Reproduce all the lines below exactly and omit the images.

------------------------------------------------------------

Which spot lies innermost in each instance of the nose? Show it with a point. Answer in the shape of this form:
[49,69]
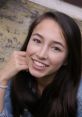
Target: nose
[43,53]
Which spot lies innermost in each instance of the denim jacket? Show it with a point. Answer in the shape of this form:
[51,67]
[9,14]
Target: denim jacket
[7,111]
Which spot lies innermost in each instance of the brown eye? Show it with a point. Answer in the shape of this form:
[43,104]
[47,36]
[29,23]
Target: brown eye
[36,40]
[56,49]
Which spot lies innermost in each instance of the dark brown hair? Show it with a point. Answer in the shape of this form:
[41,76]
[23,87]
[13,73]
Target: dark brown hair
[59,99]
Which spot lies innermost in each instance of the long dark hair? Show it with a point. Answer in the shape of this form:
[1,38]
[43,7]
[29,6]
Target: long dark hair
[59,99]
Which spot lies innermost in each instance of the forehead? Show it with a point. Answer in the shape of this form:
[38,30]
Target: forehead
[49,28]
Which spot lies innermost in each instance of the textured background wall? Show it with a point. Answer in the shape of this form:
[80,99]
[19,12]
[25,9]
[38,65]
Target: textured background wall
[15,18]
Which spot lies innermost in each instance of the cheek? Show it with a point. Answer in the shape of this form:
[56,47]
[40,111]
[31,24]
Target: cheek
[57,60]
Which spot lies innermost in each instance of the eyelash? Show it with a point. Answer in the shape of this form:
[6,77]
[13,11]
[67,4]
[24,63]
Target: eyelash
[56,49]
[36,40]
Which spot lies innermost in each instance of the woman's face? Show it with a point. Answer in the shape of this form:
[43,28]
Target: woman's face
[46,50]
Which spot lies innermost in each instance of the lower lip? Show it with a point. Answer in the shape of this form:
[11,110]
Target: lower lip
[39,68]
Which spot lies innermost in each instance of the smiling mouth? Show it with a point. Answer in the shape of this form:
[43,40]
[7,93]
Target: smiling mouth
[39,65]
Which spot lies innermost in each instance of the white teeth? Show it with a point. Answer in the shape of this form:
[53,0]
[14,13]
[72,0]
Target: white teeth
[39,64]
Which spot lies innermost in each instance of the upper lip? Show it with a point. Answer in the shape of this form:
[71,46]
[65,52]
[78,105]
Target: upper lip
[40,62]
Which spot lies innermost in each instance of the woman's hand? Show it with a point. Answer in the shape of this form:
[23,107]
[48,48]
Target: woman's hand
[16,63]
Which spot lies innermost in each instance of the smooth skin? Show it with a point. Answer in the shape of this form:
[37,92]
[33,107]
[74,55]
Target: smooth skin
[46,53]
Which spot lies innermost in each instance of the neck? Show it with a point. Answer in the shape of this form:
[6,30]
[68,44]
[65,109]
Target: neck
[44,82]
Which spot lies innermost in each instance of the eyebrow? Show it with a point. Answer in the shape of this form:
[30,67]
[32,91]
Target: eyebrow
[36,34]
[54,42]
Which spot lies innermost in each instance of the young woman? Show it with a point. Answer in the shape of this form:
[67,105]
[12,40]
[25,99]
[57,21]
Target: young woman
[46,72]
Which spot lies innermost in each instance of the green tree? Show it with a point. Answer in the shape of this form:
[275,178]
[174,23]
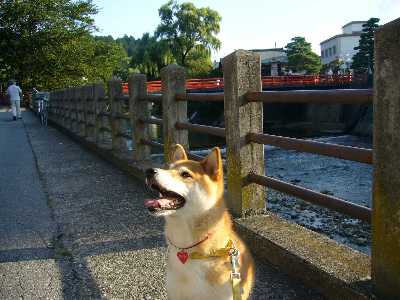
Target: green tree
[363,60]
[150,55]
[199,62]
[49,44]
[184,26]
[301,58]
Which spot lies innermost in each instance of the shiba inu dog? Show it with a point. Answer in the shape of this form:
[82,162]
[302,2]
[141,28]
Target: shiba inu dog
[206,258]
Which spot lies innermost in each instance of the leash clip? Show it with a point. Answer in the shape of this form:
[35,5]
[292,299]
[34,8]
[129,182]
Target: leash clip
[234,255]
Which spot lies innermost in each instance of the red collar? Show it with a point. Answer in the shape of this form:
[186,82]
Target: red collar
[189,247]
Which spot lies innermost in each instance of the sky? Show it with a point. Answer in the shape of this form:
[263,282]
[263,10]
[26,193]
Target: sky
[251,24]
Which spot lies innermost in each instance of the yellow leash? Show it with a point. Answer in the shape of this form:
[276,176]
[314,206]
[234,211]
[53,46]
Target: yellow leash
[231,251]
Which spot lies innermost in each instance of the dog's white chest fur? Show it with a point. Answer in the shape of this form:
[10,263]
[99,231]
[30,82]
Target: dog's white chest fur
[188,281]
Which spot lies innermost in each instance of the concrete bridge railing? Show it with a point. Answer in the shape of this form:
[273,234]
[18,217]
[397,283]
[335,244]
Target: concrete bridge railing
[105,120]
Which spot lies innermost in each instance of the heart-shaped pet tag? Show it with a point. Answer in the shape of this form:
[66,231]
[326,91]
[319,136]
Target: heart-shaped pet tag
[182,256]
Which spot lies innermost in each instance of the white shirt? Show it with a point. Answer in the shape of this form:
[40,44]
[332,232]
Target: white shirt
[13,91]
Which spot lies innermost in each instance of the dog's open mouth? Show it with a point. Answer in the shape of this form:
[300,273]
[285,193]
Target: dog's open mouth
[166,200]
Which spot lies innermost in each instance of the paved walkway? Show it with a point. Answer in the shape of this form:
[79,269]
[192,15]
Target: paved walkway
[74,227]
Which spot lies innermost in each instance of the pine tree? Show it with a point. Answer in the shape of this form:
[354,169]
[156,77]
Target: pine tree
[363,60]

------------------------------------------------------------

— FULL OUTPUT —
Which spot lies innermost in each instance of the nose? Show it with a point. Answer in the shape of this form:
[49,69]
Target: nose
[43,53]
Which spot lies innermost in each instance of the denim jacket? Show it with a point. Answer in the shape of this form:
[51,67]
[9,14]
Target: denim jacket
[7,111]
Which spot lies innermost in each instance of the brown eye? Show it with a point. Answer in the shape of this form:
[43,104]
[47,36]
[29,23]
Target: brown eye
[36,40]
[56,49]
Which spot lies innermost in each instance of the dark brown hair? Show it with a point. Answer in the shape of this form:
[41,76]
[23,87]
[13,73]
Target: dark brown hair
[59,99]
Which spot lies innermost in each instance of the long dark hair? Show it with a point. Answer in the shape of this form:
[1,38]
[43,7]
[29,6]
Target: long dark hair
[59,99]
Which spot lies innermost in each instance of the forehead? Show it with a point. Answer in the shape of this form:
[38,30]
Target: forehead
[49,28]
Which spot lies innermost in each instance of the textured background wall? Show it with a point. Answer in the shape of this form:
[80,99]
[19,12]
[25,9]
[38,65]
Target: textured background wall
[15,18]
Which spot lies innermost in each instance of the cheek? Show it with a point. Answer in the shape of this form:
[56,47]
[40,111]
[31,24]
Target: cheek
[57,60]
Which spot lies innermost in each instance of the eyelash? Show it with a point. Answer in the shape of this form:
[6,77]
[13,11]
[67,4]
[24,63]
Target: eyelash
[56,49]
[36,40]
Which spot lies innermost in each instance of the woman's face? Show it with a point. Answer in the shape of this form:
[43,28]
Target: woman's face
[46,50]
Which spot lies innermost in each instance of the lower lip? Show it with a point. Answer in the shape of this form:
[11,110]
Target: lower lip
[39,68]
Which spot lies innermost in each instance of the smiling mouth? Show it with a point. Answer in the shape of this form:
[43,40]
[7,93]
Target: smiling mouth
[39,65]
Which spot lies innermost in each instance of the white teeth? Show it with a point. Answer in the shape of this form:
[53,0]
[14,13]
[72,0]
Target: white teeth
[39,64]
Which spot lies innermost in each instance of the upper lip? Show it with a point. Answer in the shape of this form:
[71,46]
[65,52]
[78,105]
Target: upper lip
[40,62]
Which spot lies innermost in each instance of the woman's hand? Show it with a point. Answer in the shape of this form:
[23,107]
[48,48]
Target: woman's hand
[16,63]
Which spot lies innermost in each instance of the smooth skin? Show it with a point. Answer in the shape of this form:
[37,92]
[33,107]
[74,55]
Target: smooth skin
[46,53]
Which spot lies innermost in each instance of the neck? Show it with a point. Answer in the shape of this form:
[6,30]
[68,44]
[65,109]
Target: neck
[44,82]
Which spot lies innermost in each instance of the eyebrow? Show it with a point. Answer in the shape of this form:
[30,67]
[32,91]
Target: eyebrow
[36,34]
[54,42]
Which spot lies innermost in each instance of the young woman? Show it with a point. Answer in the shape of this form:
[67,105]
[12,40]
[25,99]
[57,21]
Target: young woman
[46,72]
Which spot lies innermost in each instance of the green tree? Show it with a point. Answer in the shape of this form:
[275,178]
[174,23]
Target: green tree
[363,60]
[150,55]
[199,62]
[49,44]
[184,26]
[301,58]
Which spot lies innermost in each instance of the shiba inu dog? Show it with a point. Answer in the shape of this form:
[82,162]
[302,2]
[141,28]
Target: shiba inu dog
[206,258]
Which spot lies innermost in each instance of the leash clip? Show it with a point. Answer in the shape of this form:
[35,5]
[292,299]
[34,8]
[129,182]
Target: leash clip
[234,255]
Which spot lies innermost in each instance of the red collar? Show it with a point. Answer in the shape of this form:
[186,82]
Target: red collar
[189,247]
Which spot lies innermost in each instance of the sky? Show it with a point. Answer in the shape of this form:
[263,282]
[263,10]
[26,193]
Target: sky
[251,24]
Which spot lies innermost in each instance of the yellow leash? Show it with a point. Answer in the shape of this form:
[276,176]
[314,206]
[234,211]
[53,46]
Target: yellow leash
[231,251]
Which spot lies innermost in each instance of the dog's white chest fur? Show it with a point. Answer in the shape of this form:
[10,263]
[99,231]
[30,82]
Target: dog's white chest fur
[188,281]
Which spot lies innermost in each instance of the concrete bridge railing? Show it with a point. Answer in the shape of this form:
[273,234]
[18,217]
[397,283]
[335,244]
Target: concrete bridge railing
[105,120]
Which spot lies innermost in each instance of the heart-shaped pet tag? Show it with a point. Answer in the shape of this form:
[66,231]
[326,91]
[319,136]
Target: heart-shaped pet tag
[182,256]
Which spot lies innermost in each instance of the white shirt? Show it with a point. Answer in the shape of this form:
[40,44]
[332,232]
Target: white shirt
[13,91]
Which spot lies innermost in each instance of the dog's open mouth? Show it with a point. Answer in the shape of this form:
[300,273]
[285,193]
Target: dog's open mouth
[166,200]
Which spot lies innermost in each instance of the paved walkway? Show it with a point. Answer in the shape of this form:
[79,269]
[192,15]
Target: paved walkway
[74,227]
Which spot lies innermost in each instance of the pine tree? Show it with a point. Answer in the shape of this form:
[354,169]
[156,77]
Target: pine tree
[363,60]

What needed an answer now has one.